> **EXERCISE DIRECTIONS**
The entries that follow should be written out exactly.

> **DATASET RECORDS**
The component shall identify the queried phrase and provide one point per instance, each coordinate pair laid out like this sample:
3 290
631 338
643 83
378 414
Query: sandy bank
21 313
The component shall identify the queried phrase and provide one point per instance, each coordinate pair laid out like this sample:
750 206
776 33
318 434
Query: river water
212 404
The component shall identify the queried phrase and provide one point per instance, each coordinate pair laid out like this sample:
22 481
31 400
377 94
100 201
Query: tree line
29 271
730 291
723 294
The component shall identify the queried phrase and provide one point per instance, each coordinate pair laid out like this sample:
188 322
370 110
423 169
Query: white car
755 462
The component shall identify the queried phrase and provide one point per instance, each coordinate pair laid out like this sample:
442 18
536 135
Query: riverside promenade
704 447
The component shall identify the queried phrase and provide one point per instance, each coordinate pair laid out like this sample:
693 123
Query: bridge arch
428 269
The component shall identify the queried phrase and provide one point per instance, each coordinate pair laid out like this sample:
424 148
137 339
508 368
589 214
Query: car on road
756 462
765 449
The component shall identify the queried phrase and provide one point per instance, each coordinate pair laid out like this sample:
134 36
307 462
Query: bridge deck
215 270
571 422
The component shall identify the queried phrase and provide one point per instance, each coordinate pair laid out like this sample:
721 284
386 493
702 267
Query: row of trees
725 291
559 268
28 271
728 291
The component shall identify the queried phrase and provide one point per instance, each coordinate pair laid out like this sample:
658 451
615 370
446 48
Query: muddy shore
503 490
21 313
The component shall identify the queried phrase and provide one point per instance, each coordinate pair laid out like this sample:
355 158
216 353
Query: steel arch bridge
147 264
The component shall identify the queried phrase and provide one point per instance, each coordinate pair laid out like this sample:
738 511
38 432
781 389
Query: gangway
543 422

> **ANSWER FOR THE TASK**
The component shall identify the queried phrase and provide one point per instance, each coordinate pair laid out like this sample:
3 290
631 338
643 83
378 414
Query: sandy bank
21 313
The component shall identify the queried phrase and provide one point per instance, each coordinate pair laid out like this sample:
750 206
776 33
318 434
Query: river water
212 404
The component shall identify the queried phrase and provide one point per instance, each coordinate pair laid out like this sample:
22 481
31 400
377 94
100 201
Query: tree line
29 271
730 291
723 294
The component shall identify the queried phrase and provide one point per instance, each coordinate pair laid out like this sample:
188 322
370 110
423 169
Query: white car
755 462
The component shall identify the queried phrase and provide one point per instance, each coordinate pair laid out like this sample:
442 18
536 135
Query: riverside promenade
704 447
The component shall identify the queried phrase and provide one point per instance, each coordinate pair laid out like this sample:
693 123
Query: bridge arch
428 269
The component shall identify the queried phrase and provide one point per instance, each coordinate pair laid out like this sample:
424 148
137 339
508 368
589 214
Query: car on road
756 462
765 449
The component shall identify the queried phrase and provide one point per instance, each coordinate pair laid out like this sample:
134 36
307 462
Query: bridge deck
215 270
571 422
The component shall identify the queried phrase and provide one point per instance, each coordinate pair laid out like this sample:
721 284
386 493
702 267
Query: row of trees
725 291
559 268
28 271
728 291
The component shall identify the queried phrase and provide one point per instance, each coordinate pair laid out like this sample:
658 451
615 370
446 48
Query: muddy shore
503 490
21 313
The component shall identify the queried phrase and provide one point per instance, each coordinate pair laid out like this sample:
355 158
216 353
Query: steel arch bridge
147 264
The component shall identify the queried phrase and provide one point per instance, each coordinate pair laid out like this sample:
738 511
38 432
781 389
Query: gangway
543 422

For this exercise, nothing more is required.